Intéressons-nous aux mesures de réponse sur l'emploi : la transition écologique a un impact très positif sur la création d'emplois. La mise en oeuvre de l'accord de Paris d'ici à 2030 pourrait créer dans le monde 24 millions d'emplois nouveaux grâce à la transition énergétique, alors qu'on aurait une perte de seulement 6 millions d'emplois. Cet impact est très marqué au niveau de l'Europe : la transition énergétique pourrait avoir un effet net de 2 millions d'emplois créés. Cela est d'autant plus le cas dans les secteurs liés à la production et à la consommation d'énergie durable comme les transports, l'éolien, le solaire, mais aussi pour toutes les activités en lien avec l'amélioration de l'efficacité énergétique, notamment des bâtiments.

Malgré un bilan général très positif, il ne faut pas masquer les impacts négatifs, dans certains secteurs, de la transition énergétique et écologique, notamment les secteurs fortement émetteurs de gaz à effet de serre comme (GES) l'extraction de ressources et l'aviation. Dès lors, avec le passage à une économie verte, certains métiers vont être redéfinis, voire remplacés par d'autres.

J'en arrive à la notion de transition juste, définie par le Bureau international du travail (BIT) comme l'accompagnement d'une action climatique ambitieuse associée à la création d'emplois et à la justice sociale, avec une approche centrée sur l'humain. Il s'agit de maximiser l'effet positif sur l'environnement en même temps que les effets sur les emplois et sur les revenus, en minimisant les impacts sociaux négatifs. Cette transition protège ainsi les personnes vulnérables.

En 2015, le BIT a développé, avec les partenaires sociaux et les gouvernements, les principes directeurs pour une transition juste. Il s'agit d'une feuille de route avec différents points d'entrée pour les politiques de transition juste, afin de soutenir l'action des gouvernements et des partenaires sociaux. L'objectif est d'avoir une cohérence au niveau des politiques sociales, climatiques et environnementales, avec des mécanismes de coordination efficaces au niveau institutionnel, le tout soutenu par un dialogue social à tous les niveaux. Les principes directeurs établissent neuf points d'entrées, qui se répartissent entre les politiques macroéconomiques et sectorielles, les politiques concernant l'emploi, sur le développement des entreprises, les compétences et le marché du travail, et les politiques concernant la protection sociale, avec la sécurité et la santé au travail.

Prenons l'exemple des politiques en termes de compétences : sur les emplois détruits, une partie importante, au niveau mondial, pourra être réallouée à des emplois verts ou durables. Cela nécessite d'identifier les compétences transférables, d'avoir des mécanismes de standardisation, de certification des compétences, des programmes de reconversion ainsi qu'un réel dialogue social pour soutenir ces processus.

..............................

Consignes
**A.** D'après l'article, pour quelle raison certains métiers vont-ils être redéfinis, voire remplacés ? Répondez en une à trois phrases.
**B.** Poursuivez l'article sur la transition juste à partir de sa dernière phrase.

..............................

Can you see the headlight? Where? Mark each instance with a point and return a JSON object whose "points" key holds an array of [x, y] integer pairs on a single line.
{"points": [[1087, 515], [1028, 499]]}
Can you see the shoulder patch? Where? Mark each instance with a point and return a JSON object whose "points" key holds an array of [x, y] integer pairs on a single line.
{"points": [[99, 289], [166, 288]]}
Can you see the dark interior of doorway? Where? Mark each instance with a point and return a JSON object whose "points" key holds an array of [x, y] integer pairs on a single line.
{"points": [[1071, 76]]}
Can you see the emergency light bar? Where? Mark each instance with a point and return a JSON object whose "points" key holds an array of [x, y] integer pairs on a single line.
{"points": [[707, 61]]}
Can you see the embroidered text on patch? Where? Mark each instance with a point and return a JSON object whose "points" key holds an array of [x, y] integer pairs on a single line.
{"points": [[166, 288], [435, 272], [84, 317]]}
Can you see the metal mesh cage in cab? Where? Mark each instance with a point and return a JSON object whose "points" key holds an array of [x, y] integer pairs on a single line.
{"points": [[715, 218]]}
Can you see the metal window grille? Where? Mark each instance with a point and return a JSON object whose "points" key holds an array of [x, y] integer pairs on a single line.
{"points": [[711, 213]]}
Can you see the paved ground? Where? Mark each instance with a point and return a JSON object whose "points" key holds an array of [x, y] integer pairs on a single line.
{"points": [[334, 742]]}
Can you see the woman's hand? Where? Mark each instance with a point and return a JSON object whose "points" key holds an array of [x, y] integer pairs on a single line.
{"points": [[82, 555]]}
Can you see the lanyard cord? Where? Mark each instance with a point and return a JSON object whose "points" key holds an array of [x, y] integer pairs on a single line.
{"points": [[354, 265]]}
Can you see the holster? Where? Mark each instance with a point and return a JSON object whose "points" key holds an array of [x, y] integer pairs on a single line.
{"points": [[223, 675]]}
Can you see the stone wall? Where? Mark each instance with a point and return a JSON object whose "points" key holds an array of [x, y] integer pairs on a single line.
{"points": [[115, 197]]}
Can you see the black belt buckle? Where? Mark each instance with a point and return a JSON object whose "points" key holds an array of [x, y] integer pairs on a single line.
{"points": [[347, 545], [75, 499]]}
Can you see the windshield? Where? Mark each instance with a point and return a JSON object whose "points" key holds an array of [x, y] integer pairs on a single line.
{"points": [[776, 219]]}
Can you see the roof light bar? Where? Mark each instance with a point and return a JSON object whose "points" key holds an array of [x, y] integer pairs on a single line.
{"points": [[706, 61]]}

..............................

Réponses dans l'ordre
**A.** Le passage à une économie verte a des impacts négatifs dans certains secteurs. Il s'agit notamment des secteurs fortement émetteurs de gaz à effet de serre, comme l'extraction de ressources et l'aviation.

**B.**
Beaucoup de processus de transitions justes ont été mis en place. L'Allemagne a ainsi établi un accord tripartite pour la fermeture des mines de charbon de région de la Ruhr, par exemple. Le Danemark a fixé une date d'abandon des combustibles fossiles d'ici 2050 en parallèle de politiques d'accompagnement. Au Canada, une législation spécifique est en train d'être développée. Enfin, en France, des programmes spécifiques relatifs aux compétences pour les emplois verts ou encore la convention citoyenne pour le climat avec la mobilisation accrue des citoyens ont permis de développer un certain nombre de politiques de transition juste.

Il faut intégrer cette transition juste au coeur des entreprises, à la fois dans leurs objectifs ou dans le développement d'indicateurs, comme en témoigne le travail du World Benchmarking Alliance, mais aussi dans tout ce qui se rapporte à la responsabilité sociale des entreprises (RSE), le tout accompagné par des politiques qui vont favoriser un environnement favorable à cette intégration de la transition juste. Il existe déjà des principes directeurs au niveau du BIT, de l'Organisation de coopération et de développement économiques (OCDE), et même des lois en ce sens, comme l'illustre la loi du 27 mars 2017 relative au devoir de vigilance des sociétés mères et des entreprises donneuses d'ordre en France.

Certaines entreprises ont déjà intégré le dialogue social sur la transition juste au coeur de leur stratégie et coopèrent avec le gouvernement et les syndicats. Par exemple, une compagnie danoise a développé un accord en Amérique du Nord avec un syndicat important dans le secteur de la construction pour assurer la transition des travailleurs de la construction vers l'éolien en mer. En France, Engie, avec son centre de formation des apprentis, a créé une académie des métiers de la transition énergétique pour accompagner les jeunes vers les métiers de la transition.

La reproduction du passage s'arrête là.